- Given task -
Return the lines beginning at the one that contains "Where can the tree" and continuing to the end of the entries, including both ends, exactly as written and nothing else.

- Records for the exercise -
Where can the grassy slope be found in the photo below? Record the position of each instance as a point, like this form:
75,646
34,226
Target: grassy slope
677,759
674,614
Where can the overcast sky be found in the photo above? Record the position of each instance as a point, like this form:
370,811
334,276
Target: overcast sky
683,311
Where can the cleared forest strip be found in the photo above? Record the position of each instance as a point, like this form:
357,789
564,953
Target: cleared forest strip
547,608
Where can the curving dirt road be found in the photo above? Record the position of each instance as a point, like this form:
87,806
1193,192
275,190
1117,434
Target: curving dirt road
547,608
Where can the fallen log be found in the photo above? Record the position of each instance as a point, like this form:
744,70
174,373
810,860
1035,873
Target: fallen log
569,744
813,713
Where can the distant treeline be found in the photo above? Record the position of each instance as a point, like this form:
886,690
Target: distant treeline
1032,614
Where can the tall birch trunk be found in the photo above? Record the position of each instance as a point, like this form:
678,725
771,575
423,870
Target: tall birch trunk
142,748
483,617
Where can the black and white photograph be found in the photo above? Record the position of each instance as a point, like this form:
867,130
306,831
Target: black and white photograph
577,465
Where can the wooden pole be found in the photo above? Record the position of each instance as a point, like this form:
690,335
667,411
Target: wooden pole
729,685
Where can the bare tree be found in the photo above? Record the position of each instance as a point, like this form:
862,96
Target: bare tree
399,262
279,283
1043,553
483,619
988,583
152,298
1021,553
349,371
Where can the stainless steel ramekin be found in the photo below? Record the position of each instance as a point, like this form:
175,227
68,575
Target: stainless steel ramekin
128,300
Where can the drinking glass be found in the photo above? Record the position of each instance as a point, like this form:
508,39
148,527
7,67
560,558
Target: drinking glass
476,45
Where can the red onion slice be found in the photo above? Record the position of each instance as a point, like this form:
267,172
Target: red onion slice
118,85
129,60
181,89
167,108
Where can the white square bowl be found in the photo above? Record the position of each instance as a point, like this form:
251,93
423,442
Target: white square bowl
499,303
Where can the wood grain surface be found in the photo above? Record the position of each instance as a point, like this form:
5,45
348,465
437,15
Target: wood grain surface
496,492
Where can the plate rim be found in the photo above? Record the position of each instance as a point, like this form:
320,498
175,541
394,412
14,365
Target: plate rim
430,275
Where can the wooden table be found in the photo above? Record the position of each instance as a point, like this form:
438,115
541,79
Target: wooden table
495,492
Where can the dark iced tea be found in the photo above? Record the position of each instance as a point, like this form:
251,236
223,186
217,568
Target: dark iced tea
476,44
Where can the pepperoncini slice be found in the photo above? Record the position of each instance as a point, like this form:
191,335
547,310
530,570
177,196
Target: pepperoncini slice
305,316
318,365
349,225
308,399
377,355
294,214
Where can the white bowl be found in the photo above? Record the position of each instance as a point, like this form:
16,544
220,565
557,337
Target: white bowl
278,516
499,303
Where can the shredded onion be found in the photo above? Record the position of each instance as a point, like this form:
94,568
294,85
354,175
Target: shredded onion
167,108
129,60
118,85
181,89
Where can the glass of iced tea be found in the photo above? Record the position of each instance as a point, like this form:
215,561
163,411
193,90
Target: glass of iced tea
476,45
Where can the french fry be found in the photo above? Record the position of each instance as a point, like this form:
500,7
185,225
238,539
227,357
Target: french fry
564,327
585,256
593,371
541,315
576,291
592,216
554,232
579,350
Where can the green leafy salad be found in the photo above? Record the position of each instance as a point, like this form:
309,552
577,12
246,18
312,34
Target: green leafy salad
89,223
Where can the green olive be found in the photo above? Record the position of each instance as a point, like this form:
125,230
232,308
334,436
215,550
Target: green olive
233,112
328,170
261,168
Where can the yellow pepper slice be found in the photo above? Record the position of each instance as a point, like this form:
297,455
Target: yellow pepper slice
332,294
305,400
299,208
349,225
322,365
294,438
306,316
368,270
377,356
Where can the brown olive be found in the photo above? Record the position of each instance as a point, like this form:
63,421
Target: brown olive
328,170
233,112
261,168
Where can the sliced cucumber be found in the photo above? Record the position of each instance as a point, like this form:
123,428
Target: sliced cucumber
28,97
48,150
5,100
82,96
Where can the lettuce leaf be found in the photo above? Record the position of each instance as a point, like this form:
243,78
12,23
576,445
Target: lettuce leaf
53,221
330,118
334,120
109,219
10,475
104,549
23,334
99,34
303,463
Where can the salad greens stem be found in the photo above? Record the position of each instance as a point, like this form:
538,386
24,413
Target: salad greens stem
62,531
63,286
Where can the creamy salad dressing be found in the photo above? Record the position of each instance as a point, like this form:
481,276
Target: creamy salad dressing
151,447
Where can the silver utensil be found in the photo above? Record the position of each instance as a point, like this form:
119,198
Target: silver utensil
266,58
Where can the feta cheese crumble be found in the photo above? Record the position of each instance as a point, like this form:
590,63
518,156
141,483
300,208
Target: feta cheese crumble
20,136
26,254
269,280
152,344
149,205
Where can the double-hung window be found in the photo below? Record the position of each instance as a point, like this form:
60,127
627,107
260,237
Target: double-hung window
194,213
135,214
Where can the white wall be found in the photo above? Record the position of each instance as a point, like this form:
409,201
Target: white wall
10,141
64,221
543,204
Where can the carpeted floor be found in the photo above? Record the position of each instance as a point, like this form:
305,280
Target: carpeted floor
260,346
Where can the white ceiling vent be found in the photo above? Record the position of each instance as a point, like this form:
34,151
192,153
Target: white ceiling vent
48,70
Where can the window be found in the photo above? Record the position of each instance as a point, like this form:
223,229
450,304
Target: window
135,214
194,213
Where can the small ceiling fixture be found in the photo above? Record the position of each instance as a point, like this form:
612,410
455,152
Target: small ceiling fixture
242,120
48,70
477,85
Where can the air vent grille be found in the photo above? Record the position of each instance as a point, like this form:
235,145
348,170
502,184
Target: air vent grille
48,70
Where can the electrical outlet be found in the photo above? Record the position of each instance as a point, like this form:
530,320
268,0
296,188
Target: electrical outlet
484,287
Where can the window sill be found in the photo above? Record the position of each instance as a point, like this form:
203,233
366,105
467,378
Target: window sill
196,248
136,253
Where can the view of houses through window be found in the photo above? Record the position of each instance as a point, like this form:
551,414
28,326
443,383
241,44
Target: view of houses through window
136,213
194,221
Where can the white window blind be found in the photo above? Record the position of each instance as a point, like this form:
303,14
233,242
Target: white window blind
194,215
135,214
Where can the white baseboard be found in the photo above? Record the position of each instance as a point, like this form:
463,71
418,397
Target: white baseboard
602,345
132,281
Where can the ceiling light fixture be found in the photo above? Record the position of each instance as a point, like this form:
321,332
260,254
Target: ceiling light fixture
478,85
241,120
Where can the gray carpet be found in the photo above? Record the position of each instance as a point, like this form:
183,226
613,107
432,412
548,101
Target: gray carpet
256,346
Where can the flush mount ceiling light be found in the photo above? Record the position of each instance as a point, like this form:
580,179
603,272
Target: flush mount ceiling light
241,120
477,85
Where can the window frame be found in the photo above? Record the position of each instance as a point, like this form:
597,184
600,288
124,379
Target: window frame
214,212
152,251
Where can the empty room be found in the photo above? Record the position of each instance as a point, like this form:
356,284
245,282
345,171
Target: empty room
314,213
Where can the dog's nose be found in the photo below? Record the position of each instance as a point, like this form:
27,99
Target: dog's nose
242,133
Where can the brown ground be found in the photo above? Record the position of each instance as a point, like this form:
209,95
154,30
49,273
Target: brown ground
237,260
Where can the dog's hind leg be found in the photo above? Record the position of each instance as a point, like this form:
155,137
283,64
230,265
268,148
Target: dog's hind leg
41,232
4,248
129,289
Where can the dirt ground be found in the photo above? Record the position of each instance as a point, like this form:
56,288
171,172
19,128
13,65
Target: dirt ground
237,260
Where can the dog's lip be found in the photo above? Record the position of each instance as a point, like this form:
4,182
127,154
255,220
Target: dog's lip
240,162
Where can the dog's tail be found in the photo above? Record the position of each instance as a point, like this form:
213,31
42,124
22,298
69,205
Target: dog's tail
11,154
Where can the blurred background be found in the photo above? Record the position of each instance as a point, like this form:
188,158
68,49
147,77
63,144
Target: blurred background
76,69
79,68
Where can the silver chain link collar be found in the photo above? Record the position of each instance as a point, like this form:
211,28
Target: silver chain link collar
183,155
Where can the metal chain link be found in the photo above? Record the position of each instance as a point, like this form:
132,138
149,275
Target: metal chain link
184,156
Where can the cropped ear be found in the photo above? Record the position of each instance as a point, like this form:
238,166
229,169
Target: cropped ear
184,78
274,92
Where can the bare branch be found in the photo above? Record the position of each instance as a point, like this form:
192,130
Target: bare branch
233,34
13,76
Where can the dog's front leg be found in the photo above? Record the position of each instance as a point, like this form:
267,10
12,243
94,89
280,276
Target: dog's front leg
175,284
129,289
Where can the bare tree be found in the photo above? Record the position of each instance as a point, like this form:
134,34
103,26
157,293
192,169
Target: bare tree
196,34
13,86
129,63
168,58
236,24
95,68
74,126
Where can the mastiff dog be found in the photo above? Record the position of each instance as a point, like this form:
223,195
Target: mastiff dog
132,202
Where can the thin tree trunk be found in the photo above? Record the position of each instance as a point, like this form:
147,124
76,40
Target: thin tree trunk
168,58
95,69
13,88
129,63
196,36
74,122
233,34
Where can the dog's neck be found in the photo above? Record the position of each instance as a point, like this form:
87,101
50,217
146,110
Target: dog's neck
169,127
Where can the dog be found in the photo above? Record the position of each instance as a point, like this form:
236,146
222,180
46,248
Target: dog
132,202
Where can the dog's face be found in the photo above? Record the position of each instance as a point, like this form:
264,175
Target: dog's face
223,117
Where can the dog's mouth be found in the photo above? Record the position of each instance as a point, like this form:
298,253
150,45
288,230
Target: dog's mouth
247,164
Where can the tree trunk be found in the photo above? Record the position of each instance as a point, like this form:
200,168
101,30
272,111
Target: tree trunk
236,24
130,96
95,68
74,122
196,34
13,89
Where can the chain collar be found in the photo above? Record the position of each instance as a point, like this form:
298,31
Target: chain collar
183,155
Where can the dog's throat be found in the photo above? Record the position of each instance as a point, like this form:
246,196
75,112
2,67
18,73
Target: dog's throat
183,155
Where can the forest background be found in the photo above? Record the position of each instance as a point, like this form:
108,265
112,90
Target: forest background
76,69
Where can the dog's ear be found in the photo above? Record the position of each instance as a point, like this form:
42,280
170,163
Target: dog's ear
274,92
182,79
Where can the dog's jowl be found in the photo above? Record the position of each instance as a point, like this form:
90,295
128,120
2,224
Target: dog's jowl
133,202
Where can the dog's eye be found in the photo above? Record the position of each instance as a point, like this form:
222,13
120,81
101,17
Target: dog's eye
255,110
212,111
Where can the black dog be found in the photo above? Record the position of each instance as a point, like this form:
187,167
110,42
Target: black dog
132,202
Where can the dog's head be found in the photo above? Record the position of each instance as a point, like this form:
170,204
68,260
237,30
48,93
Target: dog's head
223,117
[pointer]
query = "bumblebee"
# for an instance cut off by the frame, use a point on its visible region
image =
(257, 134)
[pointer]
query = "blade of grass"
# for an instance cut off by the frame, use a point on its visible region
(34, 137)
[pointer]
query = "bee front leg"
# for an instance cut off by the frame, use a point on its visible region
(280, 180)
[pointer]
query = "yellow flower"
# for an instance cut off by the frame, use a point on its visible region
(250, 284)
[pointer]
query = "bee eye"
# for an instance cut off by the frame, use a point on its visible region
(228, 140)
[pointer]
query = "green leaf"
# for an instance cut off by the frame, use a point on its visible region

- Completed exercise -
Where can the tree trunk be found in the photo above? Record the position of each instance as a point, like this form:
200,168
101,30
272,111
Target: tree trunk
236,24
130,96
95,68
74,122
196,34
13,89
Where can the chain collar be found in the photo above? Record the position of each instance as a point, like this form:
298,31
Target: chain collar
183,155
Where can the dog's throat be found in the photo above? Record the position of each instance as a point, like this form:
246,196
75,112
2,67
18,73
Target: dog's throat
183,155
Where can the forest background be found in the photo above? Record the position of each instance as a point, like this form:
108,265
112,90
Target: forest background
76,69
Where can the dog's ear be found in the photo above? Record the position of each instance as a point, like this form:
42,280
170,163
Target: dog's ear
274,92
182,79
Where can the dog's jowl be found in the photo above? Record the position of each instance as a point, like this form:
90,295
128,120
2,224
Target: dog's jowl
133,202
Where can the dog's eye be found in the photo above? Record the position of each instance as a point, like this form:
222,13
120,81
101,17
Target: dog's eye
255,110
212,111
Where can the black dog be found in the photo above? Record the position of each instance as a point, like this form:
187,167
110,42
Target: black dog
132,202
Where can the dog's head be found in the photo above? Record the position of each instance as a point, like this form:
170,204
68,260
237,30
48,93
Target: dog's head
223,117
[pointer]
query = "bumblebee"
# for an instance cut off by the frame, use a point on its visible region
image =
(257, 134)
[pointer]
query = "blade of grass"
# for an instance cut off by the frame, use a point on its visible region
(34, 137)
[pointer]
query = "bee front leg"
# for an instance cut off by the frame, use a point on its visible region
(280, 180)
[pointer]
query = "yellow flower"
# for an instance cut off by the frame, use a point on its visible region
(250, 284)
[pointer]
query = "bee eye"
# for an instance cut off by the frame, use a point on its visible region
(228, 140)
[pointer]
query = "green leaf"
# for an instance cut off by the frame, use a point on its visible region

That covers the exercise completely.